[START Records]
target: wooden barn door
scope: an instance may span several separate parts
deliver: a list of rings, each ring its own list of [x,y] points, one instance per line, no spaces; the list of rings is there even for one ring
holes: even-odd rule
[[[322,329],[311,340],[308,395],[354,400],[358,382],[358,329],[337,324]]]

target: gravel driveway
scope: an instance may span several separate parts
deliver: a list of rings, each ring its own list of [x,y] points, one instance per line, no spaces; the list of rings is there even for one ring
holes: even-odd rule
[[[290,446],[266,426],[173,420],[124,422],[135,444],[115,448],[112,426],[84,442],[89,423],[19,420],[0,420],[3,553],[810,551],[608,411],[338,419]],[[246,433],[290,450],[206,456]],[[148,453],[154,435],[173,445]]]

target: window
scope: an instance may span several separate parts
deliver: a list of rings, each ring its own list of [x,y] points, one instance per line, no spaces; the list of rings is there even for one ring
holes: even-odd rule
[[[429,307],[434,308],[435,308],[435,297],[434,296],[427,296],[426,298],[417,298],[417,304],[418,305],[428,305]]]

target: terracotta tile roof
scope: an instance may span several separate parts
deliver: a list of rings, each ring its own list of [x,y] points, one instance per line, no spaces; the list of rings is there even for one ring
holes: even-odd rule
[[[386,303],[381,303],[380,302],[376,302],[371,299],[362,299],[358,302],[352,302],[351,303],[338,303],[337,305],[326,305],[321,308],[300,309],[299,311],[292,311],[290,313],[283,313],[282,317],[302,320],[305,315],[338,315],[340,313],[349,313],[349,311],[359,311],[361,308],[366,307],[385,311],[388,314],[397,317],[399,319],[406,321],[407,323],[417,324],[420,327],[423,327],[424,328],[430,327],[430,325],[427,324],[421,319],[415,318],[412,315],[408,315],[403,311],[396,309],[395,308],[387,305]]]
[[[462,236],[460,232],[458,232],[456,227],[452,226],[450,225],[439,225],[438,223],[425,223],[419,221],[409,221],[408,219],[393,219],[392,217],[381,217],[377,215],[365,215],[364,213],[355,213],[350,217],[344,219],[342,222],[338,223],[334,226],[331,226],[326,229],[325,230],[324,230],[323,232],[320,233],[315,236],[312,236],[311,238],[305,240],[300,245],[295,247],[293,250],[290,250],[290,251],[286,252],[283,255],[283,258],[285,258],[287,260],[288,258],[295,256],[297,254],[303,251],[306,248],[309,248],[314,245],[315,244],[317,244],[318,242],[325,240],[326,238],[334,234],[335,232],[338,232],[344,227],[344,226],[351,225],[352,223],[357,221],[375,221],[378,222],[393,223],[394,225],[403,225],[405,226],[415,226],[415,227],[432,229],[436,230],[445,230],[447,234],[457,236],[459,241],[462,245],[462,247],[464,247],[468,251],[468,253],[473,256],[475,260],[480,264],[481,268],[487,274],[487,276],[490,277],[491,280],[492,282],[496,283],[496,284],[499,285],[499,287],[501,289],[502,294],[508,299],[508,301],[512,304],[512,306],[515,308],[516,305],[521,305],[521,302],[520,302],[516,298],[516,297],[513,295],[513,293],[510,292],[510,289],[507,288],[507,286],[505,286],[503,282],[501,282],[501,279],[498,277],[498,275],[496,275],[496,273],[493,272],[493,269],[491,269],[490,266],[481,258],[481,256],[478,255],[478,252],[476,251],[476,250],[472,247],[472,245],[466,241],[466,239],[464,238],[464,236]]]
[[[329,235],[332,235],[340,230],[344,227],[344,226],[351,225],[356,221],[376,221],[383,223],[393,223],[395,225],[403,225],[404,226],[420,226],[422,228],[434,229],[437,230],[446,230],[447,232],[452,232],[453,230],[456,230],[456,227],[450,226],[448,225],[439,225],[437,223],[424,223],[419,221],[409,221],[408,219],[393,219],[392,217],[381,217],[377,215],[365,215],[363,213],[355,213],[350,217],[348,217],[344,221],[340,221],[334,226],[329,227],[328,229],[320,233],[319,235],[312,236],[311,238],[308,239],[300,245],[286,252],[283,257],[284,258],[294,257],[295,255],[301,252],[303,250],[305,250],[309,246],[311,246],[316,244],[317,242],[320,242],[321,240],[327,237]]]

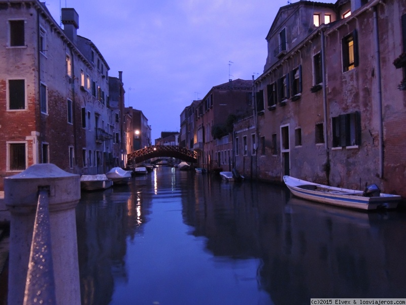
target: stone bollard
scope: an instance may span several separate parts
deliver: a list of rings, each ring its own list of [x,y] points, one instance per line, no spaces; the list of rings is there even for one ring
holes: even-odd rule
[[[4,179],[10,211],[8,303],[22,305],[39,190],[49,190],[51,250],[56,303],[80,304],[75,207],[80,177],[54,164],[36,164]]]

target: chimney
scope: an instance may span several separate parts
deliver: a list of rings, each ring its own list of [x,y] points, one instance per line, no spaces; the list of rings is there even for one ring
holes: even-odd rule
[[[62,8],[61,17],[63,24],[63,32],[71,41],[76,44],[76,32],[79,28],[79,15],[75,9]]]

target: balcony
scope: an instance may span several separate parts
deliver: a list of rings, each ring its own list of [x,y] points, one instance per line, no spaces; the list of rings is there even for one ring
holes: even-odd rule
[[[103,141],[111,140],[113,139],[113,135],[105,131],[101,128],[96,128],[96,142],[101,143]]]
[[[286,43],[283,43],[277,46],[275,50],[274,50],[274,56],[279,58],[281,58],[287,53],[286,50]]]

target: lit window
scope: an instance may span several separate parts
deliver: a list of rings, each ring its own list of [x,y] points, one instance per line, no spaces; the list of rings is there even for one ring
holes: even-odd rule
[[[319,26],[320,25],[320,15],[318,14],[313,15],[313,24],[315,26]]]
[[[70,77],[72,76],[72,62],[71,56],[67,54],[66,54],[66,74]]]

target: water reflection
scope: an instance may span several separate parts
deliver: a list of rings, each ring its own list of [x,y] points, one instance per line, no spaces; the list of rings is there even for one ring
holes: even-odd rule
[[[82,304],[404,297],[405,216],[312,203],[266,184],[158,168],[129,186],[82,196],[77,208]]]

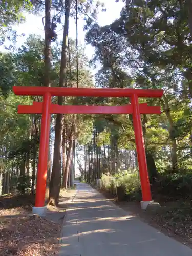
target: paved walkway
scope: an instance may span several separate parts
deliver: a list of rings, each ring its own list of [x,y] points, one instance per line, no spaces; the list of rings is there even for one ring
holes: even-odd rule
[[[60,256],[191,256],[192,250],[77,183],[69,202]]]

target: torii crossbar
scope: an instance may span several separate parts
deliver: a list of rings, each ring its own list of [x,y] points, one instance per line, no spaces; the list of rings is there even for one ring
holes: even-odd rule
[[[160,114],[159,106],[139,104],[139,98],[161,98],[161,90],[131,89],[58,88],[14,86],[16,95],[42,96],[43,102],[32,105],[19,105],[19,114],[42,114],[37,179],[34,212],[41,214],[45,208],[47,163],[49,151],[50,115],[51,114],[131,114],[133,115],[142,200],[141,207],[146,208],[152,200],[145,150],[140,114]],[[58,105],[51,103],[52,96],[129,97],[131,104],[124,106]]]

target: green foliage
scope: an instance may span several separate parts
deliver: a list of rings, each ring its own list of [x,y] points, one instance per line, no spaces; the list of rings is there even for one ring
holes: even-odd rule
[[[16,189],[21,195],[29,192],[31,187],[31,177],[29,175],[20,176],[17,182]]]
[[[141,187],[138,172],[119,173],[115,175],[102,174],[101,189],[115,195],[117,187],[122,187],[125,198],[129,200],[139,200],[141,199]]]
[[[31,11],[32,3],[29,0],[3,0],[0,8],[0,44],[3,44],[5,39],[15,42],[17,35],[13,30],[12,25],[25,20],[22,13]]]

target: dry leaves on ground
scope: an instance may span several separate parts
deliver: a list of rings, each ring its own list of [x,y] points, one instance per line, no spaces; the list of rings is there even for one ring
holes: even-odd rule
[[[0,219],[0,255],[53,255],[60,227],[38,216]]]

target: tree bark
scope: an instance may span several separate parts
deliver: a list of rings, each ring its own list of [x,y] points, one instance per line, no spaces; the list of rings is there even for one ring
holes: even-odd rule
[[[62,40],[61,59],[60,67],[59,87],[65,84],[67,56],[67,37],[69,30],[69,20],[70,13],[71,0],[65,1],[65,15]],[[58,98],[58,105],[62,104],[62,97]],[[58,206],[61,187],[61,155],[62,115],[57,115],[55,124],[55,143],[53,154],[53,168],[50,185],[50,199],[54,205]],[[66,180],[67,179],[66,179]],[[65,184],[67,186],[67,183]]]
[[[67,157],[66,168],[65,170],[65,175],[64,175],[64,188],[66,189],[67,188],[68,180],[69,177],[69,169],[70,166],[70,160],[71,156],[72,150],[73,140],[73,132],[72,132],[73,134],[71,135],[71,138],[70,138],[68,152]]]
[[[65,124],[65,116],[63,116],[63,125],[62,130],[62,187],[65,187],[65,170],[66,165],[66,125]]]
[[[168,104],[168,101],[165,95],[163,95],[163,98],[164,100],[164,105],[165,105],[165,112],[166,115],[167,117],[167,119],[169,123],[169,136],[170,139],[172,142],[172,167],[173,172],[175,172],[178,170],[178,162],[177,162],[177,141],[176,138],[174,136],[174,124],[173,121],[172,116],[170,115],[170,110]]]
[[[51,0],[45,0],[44,86],[47,87],[51,86],[51,38],[50,36],[51,29]]]

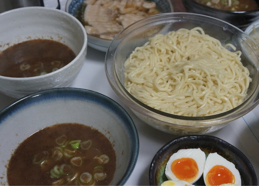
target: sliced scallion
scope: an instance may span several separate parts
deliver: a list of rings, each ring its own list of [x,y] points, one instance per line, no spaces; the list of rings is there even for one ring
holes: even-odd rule
[[[59,145],[63,145],[65,144],[67,140],[67,136],[65,135],[62,135],[56,139],[56,142]]]
[[[82,158],[80,156],[74,157],[70,160],[70,163],[72,165],[76,166],[79,167],[82,165],[83,160]]]
[[[74,149],[77,149],[79,148],[81,142],[81,140],[74,140],[70,141],[69,144]]]
[[[106,178],[106,173],[104,172],[99,172],[94,174],[94,178],[97,180],[103,180]]]
[[[34,156],[33,161],[35,164],[40,164],[42,162],[47,159],[49,156],[49,153],[45,151],[37,154]]]
[[[73,168],[68,164],[63,164],[59,167],[59,172],[61,174],[69,175],[72,174],[73,172]]]
[[[92,145],[92,140],[89,140],[81,142],[80,147],[83,150],[87,150],[91,147]]]
[[[102,154],[99,156],[96,156],[94,159],[97,159],[98,163],[101,164],[107,164],[110,160],[109,157],[106,154]]]
[[[92,180],[93,176],[89,172],[86,172],[81,174],[79,178],[79,180],[82,183],[89,183]]]
[[[52,178],[59,178],[60,176],[59,175],[55,173],[53,169],[51,169],[50,171],[50,177]]]
[[[74,151],[71,151],[68,149],[65,149],[64,150],[64,155],[68,157],[71,157],[74,156]]]

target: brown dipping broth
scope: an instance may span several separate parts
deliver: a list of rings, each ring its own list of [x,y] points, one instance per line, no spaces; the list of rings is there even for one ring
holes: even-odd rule
[[[196,1],[211,8],[229,11],[247,11],[259,7],[255,0],[231,0],[229,6],[228,0],[195,0]]]
[[[64,140],[64,136],[66,138]],[[75,149],[69,142],[78,140],[81,140],[79,147]],[[87,149],[82,149],[83,142],[89,140],[91,145]],[[57,142],[63,144],[58,144]],[[59,159],[58,149],[63,154]],[[103,154],[109,157],[107,162],[96,158]],[[82,160],[80,166],[80,161],[75,161],[74,158],[79,157]],[[53,172],[55,166],[56,170],[61,172],[62,164],[68,165],[63,171],[65,174]],[[112,179],[116,167],[115,151],[104,135],[82,124],[62,123],[39,131],[19,145],[10,161],[7,180],[10,185],[108,185]],[[93,179],[83,183],[80,181],[80,176],[86,172],[90,173]],[[101,175],[104,173],[106,176],[102,180],[95,179],[94,174],[96,173]],[[53,177],[53,175],[58,177]]]
[[[24,41],[0,52],[0,75],[25,78],[43,75],[62,68],[75,57],[71,49],[57,41]]]

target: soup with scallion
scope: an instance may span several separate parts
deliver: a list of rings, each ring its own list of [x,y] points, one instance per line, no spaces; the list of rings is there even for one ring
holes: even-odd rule
[[[255,0],[195,0],[211,8],[229,11],[247,11],[258,8]]]
[[[43,75],[62,68],[75,57],[70,48],[57,41],[24,41],[0,52],[0,75],[26,78]]]
[[[7,169],[10,185],[108,185],[116,167],[112,145],[82,124],[47,127],[19,144]]]

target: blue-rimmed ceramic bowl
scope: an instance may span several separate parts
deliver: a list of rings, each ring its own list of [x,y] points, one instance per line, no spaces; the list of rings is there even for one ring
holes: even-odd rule
[[[156,3],[162,13],[173,12],[174,8],[170,0],[151,0]],[[66,4],[65,11],[78,18],[80,17],[82,10],[84,10],[83,3],[84,0],[68,0]],[[80,19],[79,18],[79,20]],[[87,35],[87,44],[90,47],[106,52],[112,42],[110,40],[102,39]]]
[[[124,185],[135,167],[139,152],[138,136],[132,120],[110,98],[92,91],[70,88],[33,93],[0,111],[1,185],[8,185],[8,161],[19,143],[41,129],[67,123],[92,127],[109,139],[116,156],[110,185]]]

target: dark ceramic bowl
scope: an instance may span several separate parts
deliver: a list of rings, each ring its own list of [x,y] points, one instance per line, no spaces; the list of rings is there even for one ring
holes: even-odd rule
[[[153,158],[149,171],[150,185],[160,185],[167,180],[165,170],[169,158],[182,149],[200,148],[206,157],[209,153],[217,152],[233,163],[238,170],[242,185],[257,185],[257,179],[254,170],[247,157],[241,151],[227,142],[210,136],[187,136],[176,138],[164,145]],[[203,176],[194,184],[205,185]]]
[[[259,0],[256,0],[258,4]],[[249,11],[223,10],[203,5],[194,0],[183,0],[188,12],[215,17],[226,21],[244,30],[252,22],[259,18],[259,9]]]

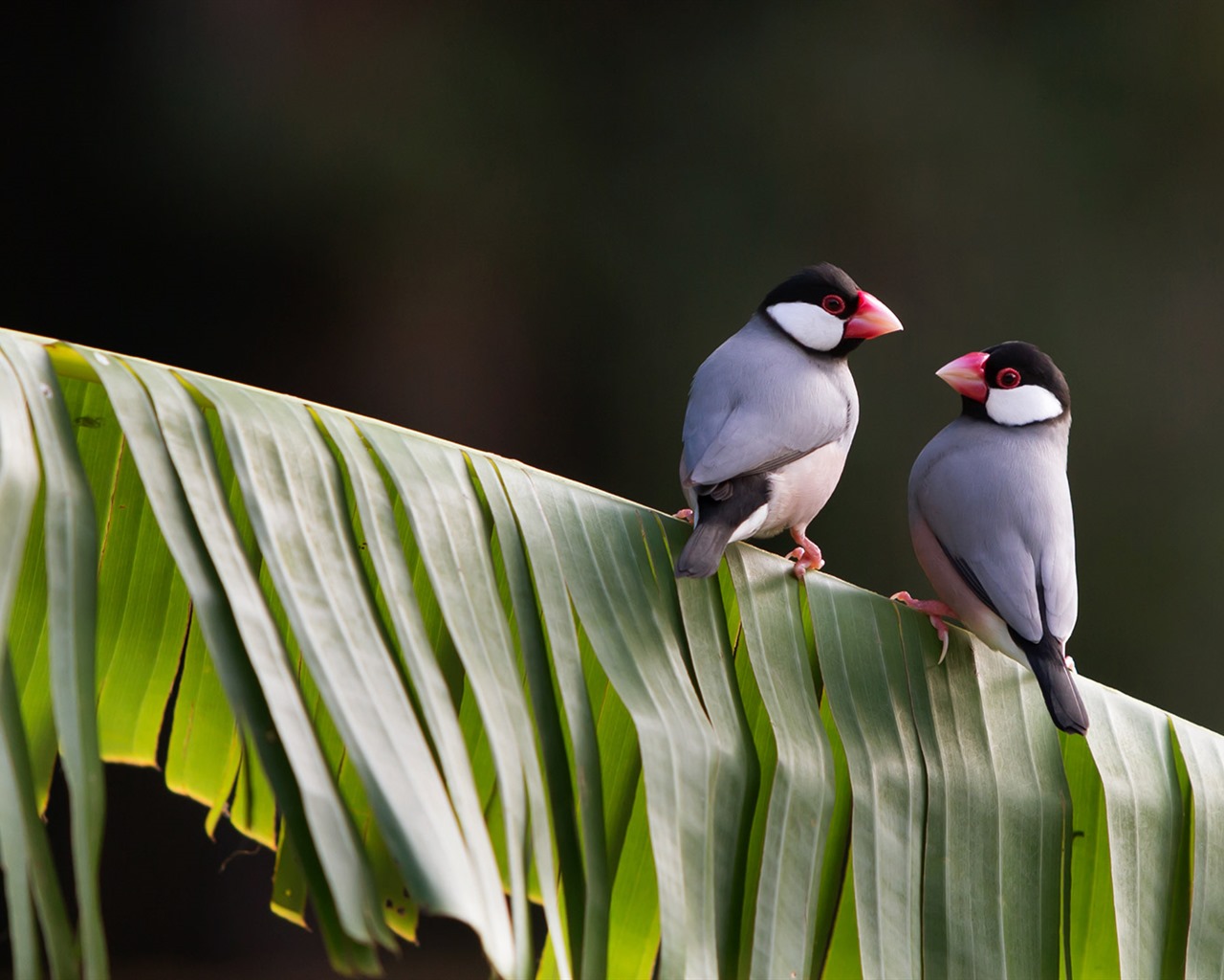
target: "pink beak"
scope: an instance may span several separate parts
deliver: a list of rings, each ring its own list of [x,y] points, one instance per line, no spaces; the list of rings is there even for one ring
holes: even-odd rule
[[[985,368],[989,359],[989,354],[974,350],[969,354],[962,354],[956,360],[950,360],[935,371],[935,374],[966,398],[972,398],[974,402],[984,402],[987,399]]]
[[[901,321],[897,315],[885,306],[870,293],[859,290],[858,310],[846,321],[846,330],[842,333],[847,339],[851,337],[870,341],[873,337],[883,337],[901,330]]]

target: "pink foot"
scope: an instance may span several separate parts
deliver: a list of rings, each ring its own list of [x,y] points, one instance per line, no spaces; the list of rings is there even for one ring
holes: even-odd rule
[[[930,625],[935,627],[935,636],[939,637],[939,642],[942,644],[936,663],[944,663],[944,658],[947,657],[947,624],[940,617],[951,616],[953,620],[957,620],[960,616],[956,615],[956,610],[947,603],[941,603],[938,599],[914,599],[908,592],[895,592],[889,598],[927,614],[930,619]]]
[[[791,537],[794,538],[794,543],[799,545],[791,554],[787,555],[794,562],[794,577],[802,579],[807,575],[808,568],[815,568],[818,572],[825,567],[824,556],[820,554],[820,549],[808,539],[802,530],[798,528],[791,528]]]

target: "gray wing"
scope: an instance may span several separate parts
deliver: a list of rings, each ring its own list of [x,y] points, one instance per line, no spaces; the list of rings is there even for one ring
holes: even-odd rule
[[[1033,643],[1047,627],[1071,635],[1078,593],[1065,424],[1000,432],[957,419],[918,456],[909,507],[1017,633]]]
[[[803,353],[754,317],[693,377],[681,480],[706,486],[764,473],[853,436],[858,397],[845,360]]]

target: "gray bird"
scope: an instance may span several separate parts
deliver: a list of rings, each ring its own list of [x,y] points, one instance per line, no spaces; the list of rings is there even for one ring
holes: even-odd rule
[[[1088,713],[1066,655],[1078,603],[1066,379],[1018,341],[966,354],[936,374],[963,407],[909,473],[909,533],[944,601],[894,598],[930,615],[945,652],[941,615],[1028,666],[1054,724],[1082,735]]]
[[[901,321],[836,266],[775,287],[693,376],[681,486],[693,521],[676,575],[705,578],[732,541],[789,529],[794,573],[820,568],[808,524],[841,478],[858,392],[846,355]]]

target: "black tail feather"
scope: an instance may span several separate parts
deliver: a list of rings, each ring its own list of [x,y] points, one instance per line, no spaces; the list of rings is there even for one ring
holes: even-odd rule
[[[1037,675],[1037,684],[1054,724],[1072,735],[1087,733],[1088,710],[1076,690],[1075,675],[1067,670],[1062,644],[1047,633],[1040,643],[1021,642],[1021,648]]]
[[[725,524],[698,524],[676,560],[676,575],[679,578],[709,578],[718,571],[722,552],[730,541],[731,528]]]
[[[710,486],[696,488],[693,537],[676,560],[679,578],[709,578],[718,571],[731,535],[758,507],[769,501],[769,477],[749,473]]]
[END Records]
Given request
Identify each line in the listing above that contains the word "bowl", and copy those lines. Matching is case-sensitive.

Answer for this exercise
target: blue-rimmed ceramic bowl
target: dark ceramic bowl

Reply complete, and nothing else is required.